- **Written instruction**
Please copy every row below word for word.

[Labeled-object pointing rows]
....
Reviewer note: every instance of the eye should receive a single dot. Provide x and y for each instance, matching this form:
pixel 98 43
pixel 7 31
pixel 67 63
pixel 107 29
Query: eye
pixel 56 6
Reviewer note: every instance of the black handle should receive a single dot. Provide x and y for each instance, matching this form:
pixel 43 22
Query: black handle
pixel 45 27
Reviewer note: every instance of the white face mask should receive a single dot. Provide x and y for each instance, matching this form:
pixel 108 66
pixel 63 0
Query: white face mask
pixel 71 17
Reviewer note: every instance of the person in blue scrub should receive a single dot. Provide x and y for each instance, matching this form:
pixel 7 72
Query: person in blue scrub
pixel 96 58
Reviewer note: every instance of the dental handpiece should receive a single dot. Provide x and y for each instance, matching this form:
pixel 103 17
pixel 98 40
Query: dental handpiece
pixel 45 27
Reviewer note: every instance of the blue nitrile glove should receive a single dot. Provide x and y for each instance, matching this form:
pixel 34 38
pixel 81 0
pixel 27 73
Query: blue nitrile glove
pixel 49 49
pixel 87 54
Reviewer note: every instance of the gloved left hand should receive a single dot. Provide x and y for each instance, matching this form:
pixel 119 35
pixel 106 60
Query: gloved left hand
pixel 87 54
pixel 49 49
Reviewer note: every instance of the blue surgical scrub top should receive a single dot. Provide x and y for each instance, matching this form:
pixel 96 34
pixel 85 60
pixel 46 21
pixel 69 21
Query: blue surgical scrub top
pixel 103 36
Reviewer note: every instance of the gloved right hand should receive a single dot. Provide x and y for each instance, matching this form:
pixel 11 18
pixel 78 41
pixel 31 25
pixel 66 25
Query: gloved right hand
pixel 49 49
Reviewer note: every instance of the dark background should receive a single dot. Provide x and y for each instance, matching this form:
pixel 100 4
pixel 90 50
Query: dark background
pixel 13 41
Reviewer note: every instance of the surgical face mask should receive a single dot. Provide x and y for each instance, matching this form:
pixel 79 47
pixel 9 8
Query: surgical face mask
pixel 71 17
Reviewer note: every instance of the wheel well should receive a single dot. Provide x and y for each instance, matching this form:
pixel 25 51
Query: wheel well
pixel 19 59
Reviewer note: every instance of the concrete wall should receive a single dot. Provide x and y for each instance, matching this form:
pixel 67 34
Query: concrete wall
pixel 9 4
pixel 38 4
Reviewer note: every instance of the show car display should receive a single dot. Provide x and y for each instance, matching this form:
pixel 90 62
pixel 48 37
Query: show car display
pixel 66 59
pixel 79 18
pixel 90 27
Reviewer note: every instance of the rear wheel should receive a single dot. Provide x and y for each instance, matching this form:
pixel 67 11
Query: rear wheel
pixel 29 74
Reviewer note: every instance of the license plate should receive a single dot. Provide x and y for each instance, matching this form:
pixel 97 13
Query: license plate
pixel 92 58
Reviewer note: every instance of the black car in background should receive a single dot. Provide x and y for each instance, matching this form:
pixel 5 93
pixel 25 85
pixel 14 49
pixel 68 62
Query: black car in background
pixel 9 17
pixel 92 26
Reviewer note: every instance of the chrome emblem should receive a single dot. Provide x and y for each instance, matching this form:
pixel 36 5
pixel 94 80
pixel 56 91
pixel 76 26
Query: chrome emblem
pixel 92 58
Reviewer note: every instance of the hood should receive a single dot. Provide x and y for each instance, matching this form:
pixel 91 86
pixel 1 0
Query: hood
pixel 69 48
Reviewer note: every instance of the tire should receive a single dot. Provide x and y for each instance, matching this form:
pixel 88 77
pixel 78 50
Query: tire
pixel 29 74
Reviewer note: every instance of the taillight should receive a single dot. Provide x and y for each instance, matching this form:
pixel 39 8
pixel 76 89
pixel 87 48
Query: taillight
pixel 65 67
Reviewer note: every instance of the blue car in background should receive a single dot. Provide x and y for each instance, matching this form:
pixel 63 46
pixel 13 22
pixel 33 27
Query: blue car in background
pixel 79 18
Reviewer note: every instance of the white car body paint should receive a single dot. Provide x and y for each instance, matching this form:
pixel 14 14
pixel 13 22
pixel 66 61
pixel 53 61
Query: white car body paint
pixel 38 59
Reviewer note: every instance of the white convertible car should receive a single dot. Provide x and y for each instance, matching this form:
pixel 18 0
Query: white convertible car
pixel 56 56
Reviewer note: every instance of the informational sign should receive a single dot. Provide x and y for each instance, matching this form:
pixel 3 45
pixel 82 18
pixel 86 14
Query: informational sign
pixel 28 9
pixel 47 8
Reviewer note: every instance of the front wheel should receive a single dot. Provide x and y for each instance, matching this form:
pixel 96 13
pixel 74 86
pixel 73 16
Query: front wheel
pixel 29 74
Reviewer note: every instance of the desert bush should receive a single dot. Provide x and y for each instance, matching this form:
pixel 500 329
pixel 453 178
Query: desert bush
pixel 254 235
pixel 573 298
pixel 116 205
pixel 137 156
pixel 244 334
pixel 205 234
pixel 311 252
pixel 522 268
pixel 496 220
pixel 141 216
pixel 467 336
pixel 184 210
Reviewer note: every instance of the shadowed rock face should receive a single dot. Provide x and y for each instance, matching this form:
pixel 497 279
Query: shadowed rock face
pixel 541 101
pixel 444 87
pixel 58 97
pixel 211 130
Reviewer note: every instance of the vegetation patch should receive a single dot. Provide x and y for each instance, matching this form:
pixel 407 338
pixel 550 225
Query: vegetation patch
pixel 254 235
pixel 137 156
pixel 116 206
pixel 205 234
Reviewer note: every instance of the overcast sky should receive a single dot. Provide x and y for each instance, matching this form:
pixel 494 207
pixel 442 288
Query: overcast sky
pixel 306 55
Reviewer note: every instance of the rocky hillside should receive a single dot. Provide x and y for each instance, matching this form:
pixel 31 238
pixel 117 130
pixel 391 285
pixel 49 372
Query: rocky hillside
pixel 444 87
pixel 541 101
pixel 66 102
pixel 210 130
....
- **Answer for the task**
Reviewer note: every instance of the eye should receive a single dot. Provide x and y for each instance, matching this form:
pixel 98 43
pixel 7 31
pixel 67 63
pixel 107 29
Query: eye
pixel 56 6
Reviewer note: every instance of the black handle should receive a single dot. Provide x and y for each instance, matching this form:
pixel 43 22
Query: black handle
pixel 45 27
Reviewer note: every instance of the white face mask should receive a single dot. Provide x and y for each instance, matching this form:
pixel 108 66
pixel 63 0
Query: white face mask
pixel 71 17
Reviewer note: every instance of the person in blue scrub should receive a single dot. Provide x and y for each instance, matching this form:
pixel 7 72
Query: person in blue scrub
pixel 96 58
Reviewer note: every instance of the dental handpiece should receive a single dot. Provide x and y for each instance, matching this form:
pixel 103 17
pixel 98 40
Query: dental handpiece
pixel 45 27
Reviewer note: every instance of the blue nitrile glove should receive a single dot. Provide x and y for each instance, matching this form:
pixel 34 38
pixel 81 0
pixel 27 73
Query: blue nitrile glove
pixel 49 49
pixel 87 54
Reviewer note: every instance of the gloved left hand should receive a single dot. Provide x and y for each instance, matching this form:
pixel 119 35
pixel 106 60
Query: gloved left hand
pixel 87 54
pixel 49 49
Reviewer note: every instance of the blue surgical scrub top should receive a single dot. Provide x and y for each instance, matching this form:
pixel 96 34
pixel 85 60
pixel 46 21
pixel 69 21
Query: blue surgical scrub top
pixel 103 36
Reviewer note: every instance of the gloved right hand should receive a single dot. Provide x and y for each instance, matching this form:
pixel 11 18
pixel 78 41
pixel 31 25
pixel 66 25
Query: gloved right hand
pixel 49 49
Reviewer note: every instance of the dark background should receive a single dot. Provide x and y for each instance, matching this form:
pixel 100 4
pixel 90 50
Query: dark background
pixel 13 41
Reviewer note: every instance of the surgical face mask should receive a single dot. Provide x and y for each instance, matching this form:
pixel 79 47
pixel 9 8
Query: surgical face mask
pixel 71 17
Reviewer note: every instance of the wheel well should receive a single dot. Provide x and y for each instance, matching this form:
pixel 25 51
Query: wheel well
pixel 19 59
Reviewer note: every instance of the concrete wall should receive a single dot. Provide x and y for each instance, matching this form:
pixel 67 34
Query: concrete wall
pixel 9 4
pixel 38 4
Reviewer note: every instance of the show car display should receive a single dot. Provide x and y for each instance, matching this form:
pixel 90 62
pixel 48 37
Query: show car display
pixel 66 59
pixel 79 18
pixel 90 27
Reviewer note: every instance of the rear wheel should receive a single dot. Provide x and y for each instance, matching this form:
pixel 67 11
Query: rear wheel
pixel 29 74
Reviewer note: every instance of the license plate should receive a single dot. Provide x and y for each instance, matching this form:
pixel 97 13
Query: license plate
pixel 92 58
Reviewer note: every instance of the black car in background should receive a single dot. Provide x and y for each instance, matching this form:
pixel 5 93
pixel 25 85
pixel 14 49
pixel 68 62
Query: black car in background
pixel 9 17
pixel 92 26
Reviewer note: every instance of the chrome emblem should receive a single dot. Provide x and y for each instance, matching this form:
pixel 36 5
pixel 94 80
pixel 56 91
pixel 76 26
Query: chrome emblem
pixel 92 58
Reviewer note: every instance of the hood should receive a single dot. Provide x and y for each instance, matching this form:
pixel 91 86
pixel 1 0
Query: hood
pixel 69 48
Reviewer note: every instance of the tire should receive a single dot. Provide x and y for each instance, matching this form:
pixel 88 77
pixel 78 50
Query: tire
pixel 29 74
Reviewer note: every instance of the taillight should receive a single dot. Provide x and y for each instance, matching this form:
pixel 39 8
pixel 76 89
pixel 87 48
Query: taillight
pixel 65 67
Reviewer note: every instance of the blue car in background should receive a single dot. Provide x and y for each instance, matching this form:
pixel 63 46
pixel 13 22
pixel 33 27
Query: blue car in background
pixel 79 18
Reviewer note: every instance of the white car body paint should receive a single dot. Provide x and y for each instance, matching this form:
pixel 14 14
pixel 13 22
pixel 66 61
pixel 53 61
Query: white car body paint
pixel 38 59
Reviewer note: every instance of the white convertible car should receive a single dot. Provide x and y for each instance, matching this form:
pixel 18 0
Query: white convertible car
pixel 56 56
Reviewer note: every instance of the informational sign should receive a single dot. Provide x and y for each instance, matching this form:
pixel 3 45
pixel 82 18
pixel 86 14
Query: informational sign
pixel 28 9
pixel 47 8
Reviewer note: every instance of the front wheel should receive a single dot. Provide x and y for each instance, matching this form:
pixel 96 13
pixel 74 86
pixel 73 16
Query: front wheel
pixel 29 74
Reviewer note: every instance of the desert bush should receive a single dot. Provide x and y for each instance, matching this form:
pixel 500 329
pixel 453 178
Query: desert bush
pixel 254 235
pixel 573 298
pixel 116 205
pixel 137 156
pixel 244 334
pixel 205 234
pixel 311 252
pixel 522 268
pixel 496 220
pixel 141 216
pixel 467 336
pixel 184 210
Reviewer note: every instance of the shadowed rock face should receive a single dot. Provide x and y for each instance, matching this form:
pixel 497 279
Query: shadowed rock face
pixel 541 101
pixel 444 87
pixel 58 97
pixel 211 130
Reviewer note: every instance of the vegetation patch should receive a single dot. Provide x and y for each instance, matching this form:
pixel 407 338
pixel 550 225
Query: vegetation patch
pixel 254 235
pixel 137 156
pixel 116 206
pixel 205 234
Reviewer note: every instance of the overcast sky should receive a single dot. Provide x and y for each instance, matching this form:
pixel 494 207
pixel 442 288
Query: overcast sky
pixel 306 55
Reviewer note: every instance of the rocky hillside should receive a single dot. Provide x and y for each instance, matching this form:
pixel 31 238
pixel 117 130
pixel 391 285
pixel 49 372
Query: rocky hillside
pixel 444 87
pixel 541 101
pixel 66 102
pixel 210 130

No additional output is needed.